- _Task prompt_: Skip every line before the one containing "Annotate the black handbag", then copy that line and the rest of the entries below exactly, through the last line.

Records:
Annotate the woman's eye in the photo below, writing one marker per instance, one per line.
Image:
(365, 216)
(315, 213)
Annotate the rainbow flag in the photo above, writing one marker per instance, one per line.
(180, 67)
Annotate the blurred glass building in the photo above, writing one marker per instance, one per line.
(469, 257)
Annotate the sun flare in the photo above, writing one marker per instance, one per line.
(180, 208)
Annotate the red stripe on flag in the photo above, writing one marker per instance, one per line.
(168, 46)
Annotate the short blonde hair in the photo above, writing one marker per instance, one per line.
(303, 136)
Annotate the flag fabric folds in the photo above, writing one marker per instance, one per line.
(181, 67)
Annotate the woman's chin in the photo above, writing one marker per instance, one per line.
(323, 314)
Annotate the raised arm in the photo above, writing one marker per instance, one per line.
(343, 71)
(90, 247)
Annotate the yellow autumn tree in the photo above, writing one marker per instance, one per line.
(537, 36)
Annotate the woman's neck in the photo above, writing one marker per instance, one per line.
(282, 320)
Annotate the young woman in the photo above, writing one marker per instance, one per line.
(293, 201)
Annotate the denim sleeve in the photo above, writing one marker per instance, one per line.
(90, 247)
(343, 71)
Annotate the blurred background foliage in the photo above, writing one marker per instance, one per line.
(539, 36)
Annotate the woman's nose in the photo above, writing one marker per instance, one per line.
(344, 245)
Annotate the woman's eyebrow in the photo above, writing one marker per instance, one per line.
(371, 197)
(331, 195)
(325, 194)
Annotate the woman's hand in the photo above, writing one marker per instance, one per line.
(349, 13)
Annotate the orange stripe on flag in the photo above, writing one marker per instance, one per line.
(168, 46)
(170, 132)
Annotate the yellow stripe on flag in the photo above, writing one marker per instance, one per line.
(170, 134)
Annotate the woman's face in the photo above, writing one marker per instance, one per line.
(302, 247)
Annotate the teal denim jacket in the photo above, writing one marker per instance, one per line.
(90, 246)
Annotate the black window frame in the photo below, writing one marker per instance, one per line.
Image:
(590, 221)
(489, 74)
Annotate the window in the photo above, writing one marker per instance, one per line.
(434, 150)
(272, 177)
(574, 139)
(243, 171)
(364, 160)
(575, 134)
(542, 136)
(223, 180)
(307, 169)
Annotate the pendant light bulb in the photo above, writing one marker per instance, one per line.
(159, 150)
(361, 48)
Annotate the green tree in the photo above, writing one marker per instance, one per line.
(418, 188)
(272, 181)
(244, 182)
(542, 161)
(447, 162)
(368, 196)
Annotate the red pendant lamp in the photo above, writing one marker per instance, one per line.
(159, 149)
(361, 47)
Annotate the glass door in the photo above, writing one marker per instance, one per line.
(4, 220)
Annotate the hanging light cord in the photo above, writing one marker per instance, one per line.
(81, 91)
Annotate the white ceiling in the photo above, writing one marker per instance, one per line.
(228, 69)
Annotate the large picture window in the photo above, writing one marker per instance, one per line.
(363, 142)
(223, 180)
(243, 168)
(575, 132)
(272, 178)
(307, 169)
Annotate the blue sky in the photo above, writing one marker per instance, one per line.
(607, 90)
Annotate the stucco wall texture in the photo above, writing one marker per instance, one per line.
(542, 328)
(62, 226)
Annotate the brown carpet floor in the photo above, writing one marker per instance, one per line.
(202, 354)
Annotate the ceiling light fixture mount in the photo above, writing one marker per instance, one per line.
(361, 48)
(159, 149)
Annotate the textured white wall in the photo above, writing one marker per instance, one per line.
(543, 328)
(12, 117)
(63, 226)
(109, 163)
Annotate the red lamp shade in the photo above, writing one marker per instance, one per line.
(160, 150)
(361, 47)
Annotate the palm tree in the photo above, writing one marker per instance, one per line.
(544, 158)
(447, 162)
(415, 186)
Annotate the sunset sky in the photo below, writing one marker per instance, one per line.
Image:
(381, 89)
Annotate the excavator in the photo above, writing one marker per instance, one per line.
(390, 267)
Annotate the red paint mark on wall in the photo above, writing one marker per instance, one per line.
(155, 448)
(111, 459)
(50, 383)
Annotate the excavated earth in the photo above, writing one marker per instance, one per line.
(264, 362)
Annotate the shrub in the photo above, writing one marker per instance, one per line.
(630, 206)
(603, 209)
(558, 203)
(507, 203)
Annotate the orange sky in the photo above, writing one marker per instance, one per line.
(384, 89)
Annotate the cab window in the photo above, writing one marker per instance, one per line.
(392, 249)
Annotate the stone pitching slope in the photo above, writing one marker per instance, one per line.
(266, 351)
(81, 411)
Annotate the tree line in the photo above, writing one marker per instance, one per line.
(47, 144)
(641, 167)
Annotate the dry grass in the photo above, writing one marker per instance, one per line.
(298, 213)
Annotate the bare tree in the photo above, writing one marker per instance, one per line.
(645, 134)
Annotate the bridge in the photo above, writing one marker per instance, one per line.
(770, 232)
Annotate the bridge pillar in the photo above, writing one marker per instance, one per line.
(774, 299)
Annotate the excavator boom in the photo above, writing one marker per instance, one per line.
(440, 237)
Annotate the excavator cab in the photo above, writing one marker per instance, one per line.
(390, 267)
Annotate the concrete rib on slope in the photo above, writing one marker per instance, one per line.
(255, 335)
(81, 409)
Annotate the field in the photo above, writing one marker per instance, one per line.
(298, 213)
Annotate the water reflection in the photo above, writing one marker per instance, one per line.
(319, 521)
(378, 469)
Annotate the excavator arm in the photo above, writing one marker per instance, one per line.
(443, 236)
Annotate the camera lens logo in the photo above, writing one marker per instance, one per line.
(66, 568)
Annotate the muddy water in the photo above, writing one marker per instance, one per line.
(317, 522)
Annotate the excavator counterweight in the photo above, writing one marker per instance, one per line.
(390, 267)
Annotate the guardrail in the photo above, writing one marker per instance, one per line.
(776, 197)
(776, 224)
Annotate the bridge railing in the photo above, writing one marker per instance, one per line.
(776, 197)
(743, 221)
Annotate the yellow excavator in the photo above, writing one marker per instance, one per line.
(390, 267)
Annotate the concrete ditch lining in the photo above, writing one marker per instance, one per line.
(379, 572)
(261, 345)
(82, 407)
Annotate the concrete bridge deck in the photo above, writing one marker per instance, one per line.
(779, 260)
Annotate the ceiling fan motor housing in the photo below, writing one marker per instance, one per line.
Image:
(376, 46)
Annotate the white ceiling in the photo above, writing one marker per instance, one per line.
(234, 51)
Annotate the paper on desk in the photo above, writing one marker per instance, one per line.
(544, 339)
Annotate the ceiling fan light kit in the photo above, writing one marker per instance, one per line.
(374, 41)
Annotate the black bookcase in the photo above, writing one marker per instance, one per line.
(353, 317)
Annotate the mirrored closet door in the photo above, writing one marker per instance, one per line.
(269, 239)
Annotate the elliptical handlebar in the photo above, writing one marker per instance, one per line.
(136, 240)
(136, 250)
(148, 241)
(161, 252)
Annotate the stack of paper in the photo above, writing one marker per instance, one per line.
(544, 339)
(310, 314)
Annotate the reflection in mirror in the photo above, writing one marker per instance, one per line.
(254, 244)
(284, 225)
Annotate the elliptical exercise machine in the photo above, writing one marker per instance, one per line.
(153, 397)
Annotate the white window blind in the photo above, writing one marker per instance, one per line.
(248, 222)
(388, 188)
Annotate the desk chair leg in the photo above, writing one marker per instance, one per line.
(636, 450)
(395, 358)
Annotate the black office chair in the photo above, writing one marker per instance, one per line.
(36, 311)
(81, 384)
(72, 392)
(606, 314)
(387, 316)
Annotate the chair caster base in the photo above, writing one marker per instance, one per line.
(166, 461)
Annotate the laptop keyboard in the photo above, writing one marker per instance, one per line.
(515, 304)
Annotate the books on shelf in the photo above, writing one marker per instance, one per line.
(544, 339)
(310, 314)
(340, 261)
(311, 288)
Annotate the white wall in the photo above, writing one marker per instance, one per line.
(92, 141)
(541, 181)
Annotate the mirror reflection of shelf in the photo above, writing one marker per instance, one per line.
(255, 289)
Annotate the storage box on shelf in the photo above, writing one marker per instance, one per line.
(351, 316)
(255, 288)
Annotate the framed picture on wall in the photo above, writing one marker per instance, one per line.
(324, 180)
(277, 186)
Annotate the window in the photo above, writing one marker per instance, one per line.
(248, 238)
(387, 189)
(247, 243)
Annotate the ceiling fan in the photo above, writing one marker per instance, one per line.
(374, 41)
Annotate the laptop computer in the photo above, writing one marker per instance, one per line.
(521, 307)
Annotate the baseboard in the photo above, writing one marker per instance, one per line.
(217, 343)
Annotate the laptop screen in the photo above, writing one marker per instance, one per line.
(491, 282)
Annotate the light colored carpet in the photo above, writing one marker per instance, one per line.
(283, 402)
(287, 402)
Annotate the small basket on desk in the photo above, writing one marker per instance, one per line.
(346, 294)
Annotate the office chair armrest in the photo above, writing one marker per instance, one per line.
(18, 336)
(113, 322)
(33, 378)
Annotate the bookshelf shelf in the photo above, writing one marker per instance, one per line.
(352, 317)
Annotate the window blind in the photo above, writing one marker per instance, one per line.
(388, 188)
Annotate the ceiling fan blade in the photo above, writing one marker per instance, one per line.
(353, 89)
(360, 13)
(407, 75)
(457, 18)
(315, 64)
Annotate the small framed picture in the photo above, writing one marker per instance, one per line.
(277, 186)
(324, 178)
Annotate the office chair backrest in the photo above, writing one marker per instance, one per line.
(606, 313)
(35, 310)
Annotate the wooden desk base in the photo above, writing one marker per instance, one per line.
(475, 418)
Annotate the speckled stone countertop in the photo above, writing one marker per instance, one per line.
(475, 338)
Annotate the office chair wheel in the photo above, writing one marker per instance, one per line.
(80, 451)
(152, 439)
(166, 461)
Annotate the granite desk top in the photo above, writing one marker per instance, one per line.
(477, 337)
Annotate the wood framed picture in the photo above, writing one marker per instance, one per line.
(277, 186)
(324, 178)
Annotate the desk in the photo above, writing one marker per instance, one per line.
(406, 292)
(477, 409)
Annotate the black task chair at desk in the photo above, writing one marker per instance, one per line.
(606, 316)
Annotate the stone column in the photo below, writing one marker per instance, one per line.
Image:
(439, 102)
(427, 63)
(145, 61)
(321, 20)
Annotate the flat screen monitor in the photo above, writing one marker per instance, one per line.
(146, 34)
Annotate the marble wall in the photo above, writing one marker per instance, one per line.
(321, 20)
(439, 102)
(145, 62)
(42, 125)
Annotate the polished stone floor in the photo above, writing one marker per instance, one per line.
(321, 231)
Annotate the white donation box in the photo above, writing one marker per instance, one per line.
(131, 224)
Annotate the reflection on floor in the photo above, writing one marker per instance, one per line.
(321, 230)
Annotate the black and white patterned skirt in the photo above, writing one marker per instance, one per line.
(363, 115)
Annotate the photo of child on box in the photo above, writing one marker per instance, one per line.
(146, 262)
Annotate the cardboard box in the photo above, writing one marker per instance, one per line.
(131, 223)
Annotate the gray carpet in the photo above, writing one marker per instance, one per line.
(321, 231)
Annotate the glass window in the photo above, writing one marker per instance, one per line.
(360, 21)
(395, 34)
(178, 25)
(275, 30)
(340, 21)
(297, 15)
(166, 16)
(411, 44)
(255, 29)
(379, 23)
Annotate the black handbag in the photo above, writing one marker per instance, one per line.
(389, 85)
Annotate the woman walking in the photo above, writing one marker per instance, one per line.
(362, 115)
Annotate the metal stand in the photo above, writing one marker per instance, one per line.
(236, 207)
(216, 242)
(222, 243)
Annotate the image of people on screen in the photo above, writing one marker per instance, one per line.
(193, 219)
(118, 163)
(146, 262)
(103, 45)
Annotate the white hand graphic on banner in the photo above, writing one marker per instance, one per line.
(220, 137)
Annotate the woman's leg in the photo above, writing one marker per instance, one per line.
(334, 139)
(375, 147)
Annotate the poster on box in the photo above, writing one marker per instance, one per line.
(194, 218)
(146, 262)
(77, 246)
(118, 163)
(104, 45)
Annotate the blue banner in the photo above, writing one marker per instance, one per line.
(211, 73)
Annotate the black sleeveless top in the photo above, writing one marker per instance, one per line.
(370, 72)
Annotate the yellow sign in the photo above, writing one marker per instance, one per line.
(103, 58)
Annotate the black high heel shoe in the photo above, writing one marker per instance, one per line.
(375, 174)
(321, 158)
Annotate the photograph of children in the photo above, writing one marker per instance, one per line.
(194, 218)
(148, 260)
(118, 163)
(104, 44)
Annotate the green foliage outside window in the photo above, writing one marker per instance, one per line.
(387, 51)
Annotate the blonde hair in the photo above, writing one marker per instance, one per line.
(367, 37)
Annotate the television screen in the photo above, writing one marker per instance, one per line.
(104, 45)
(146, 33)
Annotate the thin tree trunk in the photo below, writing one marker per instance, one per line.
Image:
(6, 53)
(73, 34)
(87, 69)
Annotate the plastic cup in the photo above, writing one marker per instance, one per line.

- _The reply_:
Annotate the black handbag in the photo above, writing one marker per instance, one per line.
(389, 85)
Annotate the woman walking in the photo above, writing one marker per instance, one per line.
(362, 115)
Annotate the metal stand in the photo above, writing one marker per instance, one per line.
(236, 207)
(216, 242)
(222, 243)
Annotate the image of people on screen in the photo above, writing one marker per instance, one per line.
(193, 219)
(118, 163)
(146, 262)
(103, 45)
Annotate the white hand graphic on banner in the photo above, writing one marker per instance, one per line.
(220, 137)
Annotate the woman's leg in the photo above, writing one marker per instance, one per line.
(334, 139)
(375, 147)
Annotate the poster on box in the photo above, writing one marker per instance, one per line.
(194, 218)
(146, 262)
(77, 246)
(118, 163)
(104, 45)
Annotate the blue banner in the photo above, writing one marker per instance, one per line.
(211, 73)
Annotate the black sleeveless top in the photo above, writing one marker per instance, one per line.
(370, 72)
Annotate the yellow sign in the photo above, writing one marker per instance, one per line.
(103, 58)
Annotate the black high heel shoe in the photo above, writing one marker per instance, one per line.
(375, 174)
(321, 158)
Annotate the photograph of children in the photo above, writing one marker per instance, one per line.
(194, 218)
(148, 260)
(118, 163)
(104, 44)
Annotate the green foliage outside window in the photo above, writing one marker per instance, one per line.
(387, 51)
Annotate the blonde hair in the photo above, writing one marker per instance, one per line.
(367, 37)
Annotate the television screen in the photo above, writing one marker per instance, one per line.
(104, 45)
(146, 33)
Annotate the thin tree trunk in the photo below, writing one marker per instance, one per line.
Image:
(6, 53)
(73, 34)
(87, 69)
Annotate the plastic cup in the photo above, writing one marker per instance, one per line.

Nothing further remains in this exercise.